-- SUPPLIED RECORDS follows --

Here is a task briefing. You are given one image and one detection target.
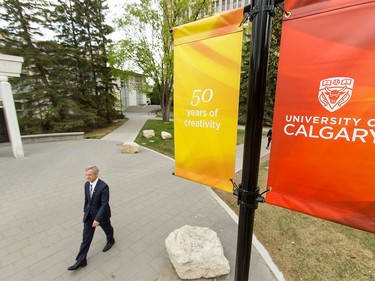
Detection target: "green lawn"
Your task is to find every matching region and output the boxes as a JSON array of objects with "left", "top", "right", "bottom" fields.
[
  {"left": 134, "top": 120, "right": 175, "bottom": 158},
  {"left": 134, "top": 119, "right": 246, "bottom": 158}
]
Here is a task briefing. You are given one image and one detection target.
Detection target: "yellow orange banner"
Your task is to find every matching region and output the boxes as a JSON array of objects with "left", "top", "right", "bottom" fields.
[{"left": 173, "top": 8, "right": 244, "bottom": 192}]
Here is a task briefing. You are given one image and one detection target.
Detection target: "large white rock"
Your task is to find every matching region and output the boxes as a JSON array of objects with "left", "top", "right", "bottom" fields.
[
  {"left": 161, "top": 131, "right": 172, "bottom": 140},
  {"left": 143, "top": 129, "right": 155, "bottom": 138},
  {"left": 120, "top": 142, "right": 140, "bottom": 154},
  {"left": 165, "top": 225, "right": 230, "bottom": 280}
]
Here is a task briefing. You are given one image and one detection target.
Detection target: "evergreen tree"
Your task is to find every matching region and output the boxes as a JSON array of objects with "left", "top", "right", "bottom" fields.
[
  {"left": 238, "top": 26, "right": 251, "bottom": 125},
  {"left": 238, "top": 4, "right": 283, "bottom": 127},
  {"left": 81, "top": 0, "right": 116, "bottom": 123},
  {"left": 0, "top": 0, "right": 63, "bottom": 132},
  {"left": 51, "top": 0, "right": 116, "bottom": 125},
  {"left": 51, "top": 0, "right": 102, "bottom": 128},
  {"left": 0, "top": 0, "right": 117, "bottom": 133},
  {"left": 263, "top": 5, "right": 283, "bottom": 127}
]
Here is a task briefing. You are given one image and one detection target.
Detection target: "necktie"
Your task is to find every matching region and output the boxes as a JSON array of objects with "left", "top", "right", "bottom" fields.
[{"left": 89, "top": 184, "right": 93, "bottom": 198}]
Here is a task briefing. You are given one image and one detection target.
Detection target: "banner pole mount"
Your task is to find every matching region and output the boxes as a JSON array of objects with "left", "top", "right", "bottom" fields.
[{"left": 232, "top": 182, "right": 269, "bottom": 208}]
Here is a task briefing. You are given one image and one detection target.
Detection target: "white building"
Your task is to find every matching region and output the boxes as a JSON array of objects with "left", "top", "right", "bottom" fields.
[
  {"left": 213, "top": 0, "right": 251, "bottom": 13},
  {"left": 113, "top": 71, "right": 150, "bottom": 112}
]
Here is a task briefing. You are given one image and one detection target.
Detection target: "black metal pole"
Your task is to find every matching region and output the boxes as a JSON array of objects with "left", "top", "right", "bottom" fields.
[{"left": 234, "top": 0, "right": 275, "bottom": 280}]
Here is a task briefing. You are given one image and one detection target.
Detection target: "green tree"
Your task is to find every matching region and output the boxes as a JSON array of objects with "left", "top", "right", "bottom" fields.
[
  {"left": 263, "top": 5, "right": 283, "bottom": 126},
  {"left": 238, "top": 25, "right": 252, "bottom": 125},
  {"left": 0, "top": 0, "right": 117, "bottom": 133},
  {"left": 0, "top": 0, "right": 69, "bottom": 132},
  {"left": 51, "top": 0, "right": 93, "bottom": 119},
  {"left": 109, "top": 0, "right": 212, "bottom": 122},
  {"left": 238, "top": 4, "right": 283, "bottom": 127},
  {"left": 51, "top": 0, "right": 117, "bottom": 125}
]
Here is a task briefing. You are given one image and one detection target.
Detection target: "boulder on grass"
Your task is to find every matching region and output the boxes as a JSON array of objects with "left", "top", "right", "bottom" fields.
[
  {"left": 143, "top": 129, "right": 155, "bottom": 138},
  {"left": 120, "top": 142, "right": 140, "bottom": 154},
  {"left": 161, "top": 131, "right": 172, "bottom": 140},
  {"left": 165, "top": 225, "right": 230, "bottom": 280}
]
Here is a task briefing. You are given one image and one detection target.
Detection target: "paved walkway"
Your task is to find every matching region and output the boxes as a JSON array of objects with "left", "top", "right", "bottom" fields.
[
  {"left": 101, "top": 113, "right": 153, "bottom": 143},
  {"left": 0, "top": 113, "right": 282, "bottom": 281}
]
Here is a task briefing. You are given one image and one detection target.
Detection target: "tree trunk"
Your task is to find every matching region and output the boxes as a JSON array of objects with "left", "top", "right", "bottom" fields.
[
  {"left": 162, "top": 101, "right": 170, "bottom": 122},
  {"left": 161, "top": 81, "right": 172, "bottom": 122}
]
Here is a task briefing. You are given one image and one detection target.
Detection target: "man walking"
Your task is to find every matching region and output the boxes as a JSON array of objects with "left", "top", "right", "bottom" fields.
[
  {"left": 266, "top": 128, "right": 272, "bottom": 149},
  {"left": 68, "top": 165, "right": 115, "bottom": 270}
]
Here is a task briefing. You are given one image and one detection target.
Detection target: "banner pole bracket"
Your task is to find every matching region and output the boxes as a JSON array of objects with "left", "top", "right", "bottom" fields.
[
  {"left": 233, "top": 183, "right": 268, "bottom": 210},
  {"left": 249, "top": 5, "right": 276, "bottom": 21}
]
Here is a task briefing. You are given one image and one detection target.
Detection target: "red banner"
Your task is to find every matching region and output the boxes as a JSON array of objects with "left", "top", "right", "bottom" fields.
[{"left": 266, "top": 0, "right": 375, "bottom": 233}]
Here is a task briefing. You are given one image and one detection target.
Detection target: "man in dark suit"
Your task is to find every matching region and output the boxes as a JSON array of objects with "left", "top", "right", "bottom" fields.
[{"left": 68, "top": 165, "right": 115, "bottom": 270}]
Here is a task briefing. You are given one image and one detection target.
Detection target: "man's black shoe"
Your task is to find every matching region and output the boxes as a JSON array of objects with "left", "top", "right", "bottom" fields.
[
  {"left": 67, "top": 259, "right": 87, "bottom": 270},
  {"left": 103, "top": 239, "right": 115, "bottom": 252}
]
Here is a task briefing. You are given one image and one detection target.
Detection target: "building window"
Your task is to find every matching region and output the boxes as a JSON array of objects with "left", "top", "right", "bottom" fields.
[
  {"left": 215, "top": 0, "right": 220, "bottom": 13},
  {"left": 233, "top": 0, "right": 237, "bottom": 8},
  {"left": 222, "top": 0, "right": 226, "bottom": 10},
  {"left": 227, "top": 0, "right": 230, "bottom": 10}
]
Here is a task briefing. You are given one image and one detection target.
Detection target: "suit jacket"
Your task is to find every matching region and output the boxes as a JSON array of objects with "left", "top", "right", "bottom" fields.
[{"left": 83, "top": 179, "right": 111, "bottom": 223}]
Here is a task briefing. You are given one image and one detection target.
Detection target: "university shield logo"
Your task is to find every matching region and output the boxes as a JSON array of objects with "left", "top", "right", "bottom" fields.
[{"left": 318, "top": 77, "right": 354, "bottom": 112}]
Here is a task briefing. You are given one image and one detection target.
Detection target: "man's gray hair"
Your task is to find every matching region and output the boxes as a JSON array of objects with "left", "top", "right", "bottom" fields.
[{"left": 86, "top": 165, "right": 99, "bottom": 174}]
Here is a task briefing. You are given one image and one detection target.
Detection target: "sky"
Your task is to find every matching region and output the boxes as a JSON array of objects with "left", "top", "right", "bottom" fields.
[
  {"left": 106, "top": 0, "right": 127, "bottom": 41},
  {"left": 106, "top": 0, "right": 125, "bottom": 24}
]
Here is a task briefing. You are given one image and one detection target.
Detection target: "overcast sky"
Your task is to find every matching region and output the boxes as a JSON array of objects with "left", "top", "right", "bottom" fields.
[
  {"left": 106, "top": 0, "right": 125, "bottom": 23},
  {"left": 106, "top": 0, "right": 127, "bottom": 41}
]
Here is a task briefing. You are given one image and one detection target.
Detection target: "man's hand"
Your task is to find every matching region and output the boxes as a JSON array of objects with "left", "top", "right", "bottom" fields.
[{"left": 92, "top": 220, "right": 100, "bottom": 227}]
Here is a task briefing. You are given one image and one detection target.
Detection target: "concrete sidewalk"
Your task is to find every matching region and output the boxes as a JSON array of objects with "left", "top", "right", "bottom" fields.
[
  {"left": 0, "top": 114, "right": 282, "bottom": 281},
  {"left": 101, "top": 113, "right": 152, "bottom": 143}
]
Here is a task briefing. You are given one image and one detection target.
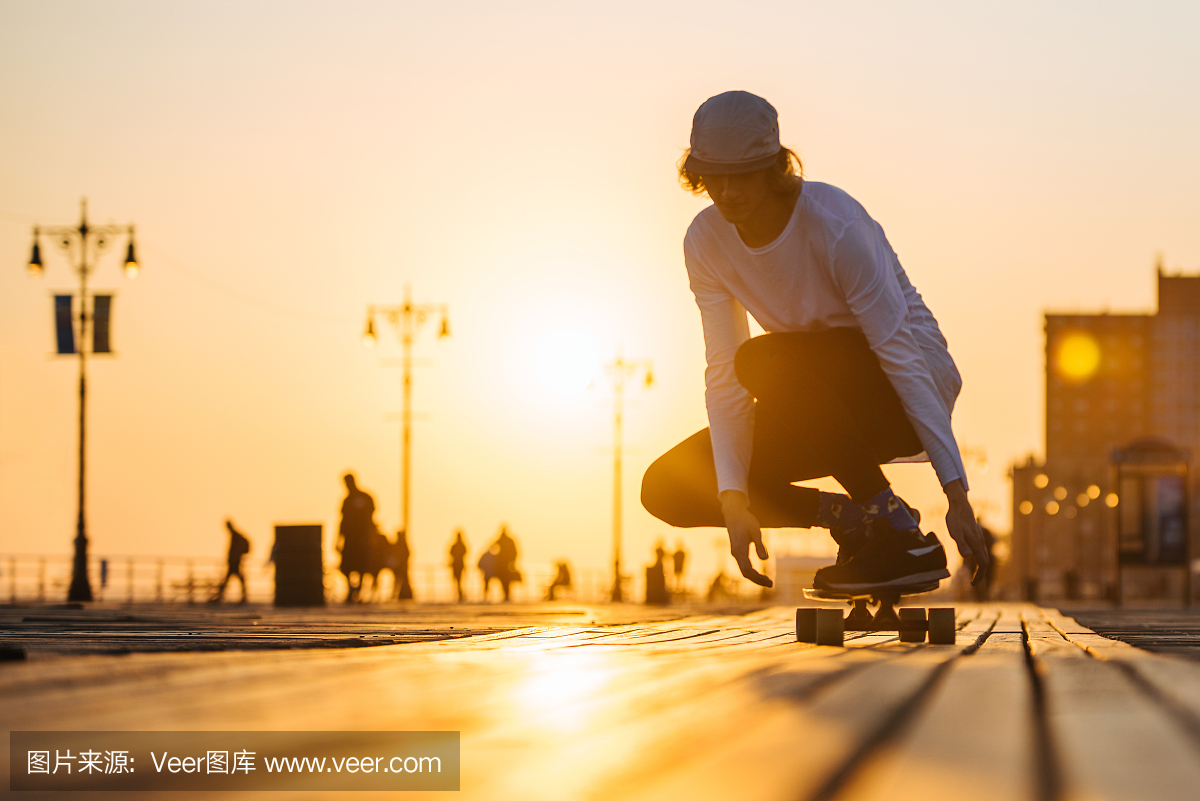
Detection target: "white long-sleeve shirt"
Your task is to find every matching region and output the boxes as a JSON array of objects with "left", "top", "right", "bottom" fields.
[{"left": 684, "top": 181, "right": 966, "bottom": 497}]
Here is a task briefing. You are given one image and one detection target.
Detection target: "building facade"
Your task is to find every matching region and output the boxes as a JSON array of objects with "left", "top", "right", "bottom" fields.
[{"left": 1009, "top": 269, "right": 1200, "bottom": 601}]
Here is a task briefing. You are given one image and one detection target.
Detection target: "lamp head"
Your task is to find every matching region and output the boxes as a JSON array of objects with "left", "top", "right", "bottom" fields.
[
  {"left": 438, "top": 315, "right": 451, "bottom": 339},
  {"left": 362, "top": 316, "right": 377, "bottom": 347},
  {"left": 123, "top": 238, "right": 139, "bottom": 279},
  {"left": 28, "top": 231, "right": 43, "bottom": 279}
]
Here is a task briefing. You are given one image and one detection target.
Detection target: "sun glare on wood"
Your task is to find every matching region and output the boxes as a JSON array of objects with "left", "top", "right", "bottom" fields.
[{"left": 513, "top": 652, "right": 613, "bottom": 733}]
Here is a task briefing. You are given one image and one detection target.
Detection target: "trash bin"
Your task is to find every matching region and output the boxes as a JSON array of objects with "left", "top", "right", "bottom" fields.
[{"left": 273, "top": 524, "right": 325, "bottom": 607}]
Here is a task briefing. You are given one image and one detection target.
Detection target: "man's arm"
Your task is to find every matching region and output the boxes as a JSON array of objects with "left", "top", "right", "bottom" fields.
[
  {"left": 686, "top": 238, "right": 755, "bottom": 499},
  {"left": 831, "top": 220, "right": 968, "bottom": 495},
  {"left": 832, "top": 221, "right": 990, "bottom": 579},
  {"left": 685, "top": 234, "right": 766, "bottom": 587},
  {"left": 719, "top": 490, "right": 772, "bottom": 587}
]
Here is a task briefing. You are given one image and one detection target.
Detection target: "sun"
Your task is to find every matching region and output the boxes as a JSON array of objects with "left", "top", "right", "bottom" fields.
[
  {"left": 526, "top": 325, "right": 604, "bottom": 398},
  {"left": 508, "top": 305, "right": 607, "bottom": 404},
  {"left": 476, "top": 264, "right": 618, "bottom": 412}
]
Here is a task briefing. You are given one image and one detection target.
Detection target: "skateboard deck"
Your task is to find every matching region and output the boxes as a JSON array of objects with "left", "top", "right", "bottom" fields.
[{"left": 801, "top": 579, "right": 941, "bottom": 603}]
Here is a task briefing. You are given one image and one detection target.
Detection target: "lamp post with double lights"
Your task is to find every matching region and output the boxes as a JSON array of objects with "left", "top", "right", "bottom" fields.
[
  {"left": 25, "top": 198, "right": 139, "bottom": 602},
  {"left": 603, "top": 348, "right": 654, "bottom": 602},
  {"left": 362, "top": 285, "right": 450, "bottom": 538}
]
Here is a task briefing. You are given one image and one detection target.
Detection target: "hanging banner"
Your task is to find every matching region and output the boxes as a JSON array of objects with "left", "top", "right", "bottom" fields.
[
  {"left": 54, "top": 295, "right": 75, "bottom": 355},
  {"left": 93, "top": 294, "right": 113, "bottom": 354}
]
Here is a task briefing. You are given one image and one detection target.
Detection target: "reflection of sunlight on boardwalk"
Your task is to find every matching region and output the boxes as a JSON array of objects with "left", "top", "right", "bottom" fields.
[
  {"left": 6, "top": 604, "right": 1200, "bottom": 799},
  {"left": 512, "top": 651, "right": 613, "bottom": 733}
]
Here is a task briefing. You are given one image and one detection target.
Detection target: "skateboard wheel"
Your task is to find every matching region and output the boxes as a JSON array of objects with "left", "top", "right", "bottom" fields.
[
  {"left": 796, "top": 608, "right": 818, "bottom": 643},
  {"left": 898, "top": 607, "right": 927, "bottom": 643},
  {"left": 815, "top": 608, "right": 844, "bottom": 647},
  {"left": 928, "top": 607, "right": 956, "bottom": 644}
]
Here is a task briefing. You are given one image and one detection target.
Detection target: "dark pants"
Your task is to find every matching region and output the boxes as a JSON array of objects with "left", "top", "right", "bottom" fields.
[{"left": 641, "top": 330, "right": 923, "bottom": 529}]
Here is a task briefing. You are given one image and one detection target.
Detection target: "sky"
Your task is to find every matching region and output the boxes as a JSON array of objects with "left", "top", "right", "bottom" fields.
[{"left": 1, "top": 0, "right": 1199, "bottom": 589}]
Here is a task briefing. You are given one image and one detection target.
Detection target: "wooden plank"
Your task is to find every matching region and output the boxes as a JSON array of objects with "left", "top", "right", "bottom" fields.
[
  {"left": 993, "top": 604, "right": 1028, "bottom": 633},
  {"left": 1022, "top": 608, "right": 1080, "bottom": 659},
  {"left": 833, "top": 652, "right": 1036, "bottom": 801},
  {"left": 410, "top": 632, "right": 918, "bottom": 800},
  {"left": 612, "top": 629, "right": 789, "bottom": 652},
  {"left": 1112, "top": 657, "right": 1200, "bottom": 747},
  {"left": 461, "top": 609, "right": 986, "bottom": 798},
  {"left": 473, "top": 647, "right": 906, "bottom": 801},
  {"left": 1040, "top": 607, "right": 1200, "bottom": 749},
  {"left": 1064, "top": 609, "right": 1200, "bottom": 658},
  {"left": 1026, "top": 612, "right": 1200, "bottom": 801},
  {"left": 599, "top": 635, "right": 983, "bottom": 801},
  {"left": 814, "top": 609, "right": 1034, "bottom": 801}
]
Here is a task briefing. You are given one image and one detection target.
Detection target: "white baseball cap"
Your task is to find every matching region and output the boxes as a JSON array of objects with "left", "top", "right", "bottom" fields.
[{"left": 684, "top": 91, "right": 782, "bottom": 175}]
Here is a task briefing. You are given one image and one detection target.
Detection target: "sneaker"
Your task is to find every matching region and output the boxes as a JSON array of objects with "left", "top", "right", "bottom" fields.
[
  {"left": 829, "top": 502, "right": 921, "bottom": 566},
  {"left": 814, "top": 517, "right": 949, "bottom": 593},
  {"left": 830, "top": 525, "right": 869, "bottom": 566}
]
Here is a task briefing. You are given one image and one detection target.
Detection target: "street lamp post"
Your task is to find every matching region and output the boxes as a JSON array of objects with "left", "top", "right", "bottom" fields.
[
  {"left": 603, "top": 347, "right": 653, "bottom": 603},
  {"left": 362, "top": 284, "right": 450, "bottom": 537},
  {"left": 25, "top": 198, "right": 139, "bottom": 602}
]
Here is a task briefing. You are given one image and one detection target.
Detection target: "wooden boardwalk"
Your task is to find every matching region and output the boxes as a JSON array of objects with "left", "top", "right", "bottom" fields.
[{"left": 4, "top": 603, "right": 1200, "bottom": 799}]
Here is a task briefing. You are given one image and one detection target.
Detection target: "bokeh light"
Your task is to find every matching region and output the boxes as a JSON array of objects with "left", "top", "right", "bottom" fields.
[{"left": 1055, "top": 332, "right": 1102, "bottom": 382}]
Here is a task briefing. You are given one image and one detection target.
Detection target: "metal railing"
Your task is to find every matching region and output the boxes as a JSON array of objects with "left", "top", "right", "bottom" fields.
[{"left": 0, "top": 554, "right": 721, "bottom": 605}]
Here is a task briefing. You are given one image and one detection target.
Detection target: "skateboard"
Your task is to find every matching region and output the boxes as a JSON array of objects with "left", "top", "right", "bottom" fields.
[{"left": 796, "top": 581, "right": 955, "bottom": 646}]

-- SUPPLIED RECORDS concluded --

All lines above containing the string "lamp": copy each one.

Detection target: "lamp head"
Detection target: "lamp post with double lights"
Detection target: "street lamp post"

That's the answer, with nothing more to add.